■ Texte fourni:
○ ○ ○ ○ ○ ○ ○

Mieux vaut être malin qu'intelligent, nous disait de temps en temps le père d'un des hommes de ma vie ; ce n'était jamais un compliment à notre encontre, même bien au contraire. J'ai pensé à cela souvent pendant la formation – ben voyons - que j'ai dû suivre pour être considéré capable de prendre des rendez-vous afin de récupérer des palettes. Un jeu de chaises musicales entre grosses entreprises ; l'une, leader mondial dans son domaine, sous-traite la gestion des appels-clients à un opérateur ayant un excellent ratio qualité-prix (le SMIC portugais est à 480 euros, mais le pays a, dans certains domaines, des installations de première qualité). Dans l'histoire, des hauts gradés (il y a véritablement quelque chose de détestablement militaire dans le fonctionnement de ces entreprises; avec une volonté de paraître malgré tout « cool », qui rend la chose encore plus nauséabonde) en profitent pour monter des boîtes d'intérim permettant de recruter des tapotes clavier malléables et jetables, se mettant ainsi dans une poche ce qui est sorti d'une autre.



J'ai écrit chaises musicales, oui, mais alors il faut ajouter qu'elles sont dotées de coussins-péteur, et que ceci se fait au nez et à la barbe



la barbe



de ceux qui sont en bas de l'organigramme. Il faudrait glisser un « g » devant le « n », cela sonnerait plus juste.



Belle leçon d'humanité, mise en exergue par l'air sur-conditionné dans lequel nous gogeons, ainsi que par l'impossibilité, pour les yeux, entre un sol à la couleur immondissime, des lumières agressives, et des écrans de tous les côtés – elles sont loin, là-bas, les fenêtres - , de se reposer l'espace d'une seconde.



Nous sommes, le déblogage précédent vous l'apprenait, dans l'édifice répondant au doux nom d'un poète portugais du XIXème siècle. J'avais un petit livre de lui qui commençait comme ceci :



« Dans nos rues, lorsque la nuit arrive

Il y a une tel silence triste, une telle mélancolie,

Que les ombres, le murmure, le Tage, la marée,

éveillent en moi un absurde désir de souffrir. »



C'est peut-être un début d'explication. On peut ajouter pour la forme qu'il est mort avant quarante ans, de la tuberculose. Au final, le bâtiment porte bien son nom ; et moi je ne vais pas y faire de vieux os.



Mieux vaut être malin qu'intelligent, disais-je donc. Une sentence que j'ai reformulée ainsi, après un x-ième questionnaire à la mords-moi-les-neu-neurones : la technocratie assomme le bon-sens et la jugeote. Peut-être n'est-ce pas pour rien que procédurier rime avec ordurier.

○ ○ ○ ○ ○ ○ ○

■ Données brutes:
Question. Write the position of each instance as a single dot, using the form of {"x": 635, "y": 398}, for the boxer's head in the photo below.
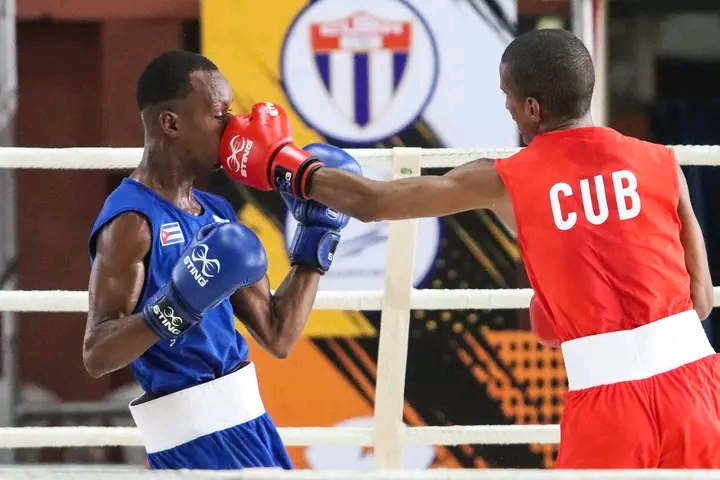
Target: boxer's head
{"x": 548, "y": 78}
{"x": 184, "y": 99}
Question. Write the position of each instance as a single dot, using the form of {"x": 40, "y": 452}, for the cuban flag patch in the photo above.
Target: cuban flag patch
{"x": 170, "y": 234}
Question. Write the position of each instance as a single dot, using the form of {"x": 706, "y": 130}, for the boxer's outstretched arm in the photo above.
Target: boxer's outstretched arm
{"x": 691, "y": 237}
{"x": 277, "y": 321}
{"x": 471, "y": 186}
{"x": 113, "y": 336}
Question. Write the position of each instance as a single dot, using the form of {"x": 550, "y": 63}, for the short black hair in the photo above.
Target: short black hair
{"x": 167, "y": 77}
{"x": 554, "y": 67}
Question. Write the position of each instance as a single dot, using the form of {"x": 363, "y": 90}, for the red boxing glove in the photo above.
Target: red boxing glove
{"x": 257, "y": 150}
{"x": 542, "y": 324}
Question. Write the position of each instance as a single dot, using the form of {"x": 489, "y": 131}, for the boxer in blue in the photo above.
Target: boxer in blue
{"x": 172, "y": 267}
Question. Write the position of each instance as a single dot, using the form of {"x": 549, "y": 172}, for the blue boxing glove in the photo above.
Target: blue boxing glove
{"x": 221, "y": 258}
{"x": 318, "y": 231}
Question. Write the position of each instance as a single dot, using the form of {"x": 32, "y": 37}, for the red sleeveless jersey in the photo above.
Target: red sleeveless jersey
{"x": 598, "y": 229}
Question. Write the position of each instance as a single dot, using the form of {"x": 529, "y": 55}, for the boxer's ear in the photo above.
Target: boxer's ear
{"x": 170, "y": 123}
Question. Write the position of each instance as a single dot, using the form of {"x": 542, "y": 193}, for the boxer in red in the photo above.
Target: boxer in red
{"x": 608, "y": 236}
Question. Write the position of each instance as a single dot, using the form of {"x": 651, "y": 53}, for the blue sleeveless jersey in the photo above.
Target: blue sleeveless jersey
{"x": 211, "y": 349}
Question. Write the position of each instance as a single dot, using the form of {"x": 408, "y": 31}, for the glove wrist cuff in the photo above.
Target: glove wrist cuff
{"x": 314, "y": 246}
{"x": 291, "y": 163}
{"x": 166, "y": 317}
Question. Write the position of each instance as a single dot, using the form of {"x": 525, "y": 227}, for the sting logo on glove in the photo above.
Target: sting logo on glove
{"x": 257, "y": 150}
{"x": 239, "y": 145}
{"x": 169, "y": 319}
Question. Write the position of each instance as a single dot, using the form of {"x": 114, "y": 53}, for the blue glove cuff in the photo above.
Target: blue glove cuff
{"x": 166, "y": 316}
{"x": 314, "y": 246}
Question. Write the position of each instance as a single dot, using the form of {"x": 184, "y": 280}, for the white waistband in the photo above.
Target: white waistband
{"x": 643, "y": 352}
{"x": 179, "y": 417}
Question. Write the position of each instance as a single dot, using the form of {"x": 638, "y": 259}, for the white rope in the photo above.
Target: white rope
{"x": 74, "y": 301}
{"x": 119, "y": 473}
{"x": 41, "y": 437}
{"x": 98, "y": 158}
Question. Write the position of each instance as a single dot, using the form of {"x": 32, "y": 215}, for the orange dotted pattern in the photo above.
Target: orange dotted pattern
{"x": 541, "y": 371}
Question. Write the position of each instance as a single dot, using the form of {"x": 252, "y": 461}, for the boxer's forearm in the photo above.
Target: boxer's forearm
{"x": 473, "y": 185}
{"x": 277, "y": 321}
{"x": 114, "y": 344}
{"x": 372, "y": 201}
{"x": 696, "y": 262}
{"x": 346, "y": 193}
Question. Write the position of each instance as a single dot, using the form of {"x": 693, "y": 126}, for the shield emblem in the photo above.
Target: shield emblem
{"x": 373, "y": 51}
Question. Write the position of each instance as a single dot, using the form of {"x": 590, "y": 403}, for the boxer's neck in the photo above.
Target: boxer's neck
{"x": 169, "y": 175}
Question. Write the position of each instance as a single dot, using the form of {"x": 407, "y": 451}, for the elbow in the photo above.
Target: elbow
{"x": 704, "y": 306}
{"x": 280, "y": 346}
{"x": 280, "y": 352}
{"x": 93, "y": 360}
{"x": 93, "y": 364}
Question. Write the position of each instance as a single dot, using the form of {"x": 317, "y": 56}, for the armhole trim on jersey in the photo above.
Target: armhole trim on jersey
{"x": 505, "y": 179}
{"x": 146, "y": 260}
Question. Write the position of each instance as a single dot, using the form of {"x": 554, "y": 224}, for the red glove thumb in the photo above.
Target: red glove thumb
{"x": 232, "y": 148}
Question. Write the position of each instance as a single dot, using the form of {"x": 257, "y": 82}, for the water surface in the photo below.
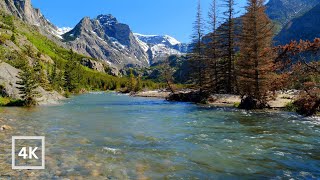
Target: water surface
{"x": 121, "y": 137}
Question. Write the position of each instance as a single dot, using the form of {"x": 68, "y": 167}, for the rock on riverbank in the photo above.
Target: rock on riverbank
{"x": 280, "y": 100}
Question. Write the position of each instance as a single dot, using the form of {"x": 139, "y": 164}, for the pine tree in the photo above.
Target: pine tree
{"x": 28, "y": 85}
{"x": 256, "y": 57}
{"x": 227, "y": 44}
{"x": 41, "y": 76}
{"x": 132, "y": 82}
{"x": 69, "y": 74}
{"x": 167, "y": 74}
{"x": 212, "y": 50}
{"x": 197, "y": 57}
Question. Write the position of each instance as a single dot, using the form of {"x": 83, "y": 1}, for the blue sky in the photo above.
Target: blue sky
{"x": 171, "y": 17}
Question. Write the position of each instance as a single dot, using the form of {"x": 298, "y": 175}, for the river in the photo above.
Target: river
{"x": 121, "y": 137}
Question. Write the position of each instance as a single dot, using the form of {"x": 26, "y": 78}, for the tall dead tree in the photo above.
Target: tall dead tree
{"x": 255, "y": 65}
{"x": 227, "y": 35}
{"x": 197, "y": 58}
{"x": 212, "y": 49}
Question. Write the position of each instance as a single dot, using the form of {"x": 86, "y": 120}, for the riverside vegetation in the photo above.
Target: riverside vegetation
{"x": 240, "y": 58}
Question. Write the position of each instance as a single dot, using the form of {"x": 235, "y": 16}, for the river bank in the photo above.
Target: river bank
{"x": 280, "y": 101}
{"x": 98, "y": 135}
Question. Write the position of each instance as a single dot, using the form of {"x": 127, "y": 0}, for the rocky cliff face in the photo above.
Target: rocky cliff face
{"x": 160, "y": 47}
{"x": 106, "y": 39}
{"x": 23, "y": 10}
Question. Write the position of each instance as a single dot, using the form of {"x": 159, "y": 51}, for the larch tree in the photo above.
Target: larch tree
{"x": 212, "y": 49}
{"x": 255, "y": 65}
{"x": 28, "y": 85}
{"x": 300, "y": 60}
{"x": 167, "y": 73}
{"x": 227, "y": 35}
{"x": 197, "y": 57}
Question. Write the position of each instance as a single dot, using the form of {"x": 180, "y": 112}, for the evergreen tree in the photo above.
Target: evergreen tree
{"x": 212, "y": 50}
{"x": 197, "y": 58}
{"x": 167, "y": 74}
{"x": 132, "y": 82}
{"x": 138, "y": 85}
{"x": 70, "y": 76}
{"x": 256, "y": 57}
{"x": 227, "y": 44}
{"x": 28, "y": 85}
{"x": 41, "y": 76}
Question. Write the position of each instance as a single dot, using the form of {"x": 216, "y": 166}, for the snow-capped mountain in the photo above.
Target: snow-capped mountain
{"x": 107, "y": 39}
{"x": 160, "y": 47}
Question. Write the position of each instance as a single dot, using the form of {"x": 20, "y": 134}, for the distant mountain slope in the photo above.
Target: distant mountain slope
{"x": 306, "y": 27}
{"x": 282, "y": 11}
{"x": 23, "y": 10}
{"x": 160, "y": 47}
{"x": 107, "y": 39}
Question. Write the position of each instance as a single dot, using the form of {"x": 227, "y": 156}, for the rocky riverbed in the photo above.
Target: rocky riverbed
{"x": 280, "y": 100}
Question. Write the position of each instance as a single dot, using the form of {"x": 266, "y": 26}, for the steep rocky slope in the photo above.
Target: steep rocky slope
{"x": 160, "y": 47}
{"x": 305, "y": 27}
{"x": 282, "y": 11}
{"x": 107, "y": 39}
{"x": 23, "y": 10}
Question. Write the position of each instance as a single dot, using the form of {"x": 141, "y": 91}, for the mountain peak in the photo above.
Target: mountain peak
{"x": 158, "y": 39}
{"x": 107, "y": 19}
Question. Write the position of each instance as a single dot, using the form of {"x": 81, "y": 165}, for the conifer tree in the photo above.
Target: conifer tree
{"x": 132, "y": 82}
{"x": 256, "y": 57}
{"x": 212, "y": 50}
{"x": 227, "y": 44}
{"x": 167, "y": 74}
{"x": 28, "y": 85}
{"x": 197, "y": 57}
{"x": 70, "y": 74}
{"x": 41, "y": 76}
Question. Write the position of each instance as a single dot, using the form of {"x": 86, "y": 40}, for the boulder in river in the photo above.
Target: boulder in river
{"x": 5, "y": 127}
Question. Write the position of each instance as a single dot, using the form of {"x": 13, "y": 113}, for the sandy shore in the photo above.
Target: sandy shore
{"x": 155, "y": 93}
{"x": 228, "y": 100}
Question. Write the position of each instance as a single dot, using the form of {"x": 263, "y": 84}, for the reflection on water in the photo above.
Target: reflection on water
{"x": 120, "y": 137}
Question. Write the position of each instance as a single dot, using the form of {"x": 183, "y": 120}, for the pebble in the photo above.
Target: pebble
{"x": 5, "y": 127}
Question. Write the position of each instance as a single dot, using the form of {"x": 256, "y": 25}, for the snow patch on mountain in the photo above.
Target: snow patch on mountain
{"x": 63, "y": 30}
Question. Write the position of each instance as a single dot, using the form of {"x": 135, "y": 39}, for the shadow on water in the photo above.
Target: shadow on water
{"x": 121, "y": 137}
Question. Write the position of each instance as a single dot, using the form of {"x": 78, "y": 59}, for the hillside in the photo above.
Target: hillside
{"x": 305, "y": 27}
{"x": 20, "y": 42}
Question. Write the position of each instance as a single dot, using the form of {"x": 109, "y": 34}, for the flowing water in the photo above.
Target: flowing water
{"x": 113, "y": 136}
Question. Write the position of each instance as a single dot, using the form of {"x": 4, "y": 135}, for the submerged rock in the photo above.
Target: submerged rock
{"x": 5, "y": 127}
{"x": 188, "y": 96}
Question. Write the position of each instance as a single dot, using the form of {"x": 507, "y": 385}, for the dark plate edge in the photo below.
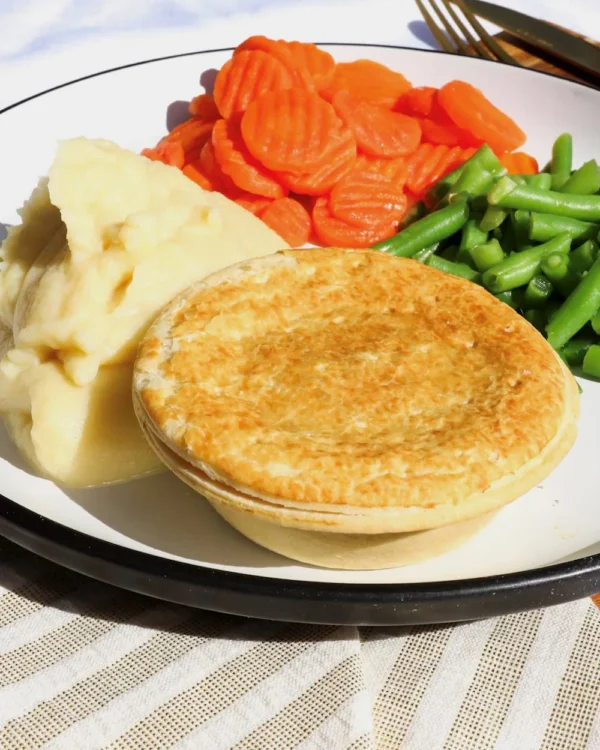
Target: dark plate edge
{"x": 294, "y": 601}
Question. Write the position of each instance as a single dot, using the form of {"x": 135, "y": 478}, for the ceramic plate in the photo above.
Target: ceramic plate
{"x": 158, "y": 537}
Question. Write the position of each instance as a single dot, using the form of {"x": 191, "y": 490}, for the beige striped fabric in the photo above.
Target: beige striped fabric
{"x": 84, "y": 665}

○ ○ ○ ○ ○ ○ ○

■ Objectif visé: Reproduisez sans rien changer le passage du texte fourni qui commence à « éveillent en moi » et se termine à « de vieux os. ».

■ Réponse proposée:
éveillent en moi un absurde désir de souffrir. »



C'est peut-être un début d'explication. On peut ajouter pour la forme qu'il est mort avant quarante ans, de la tuberculose. Au final, le bâtiment porte bien son nom ; et moi je ne vais pas y faire de vieux os.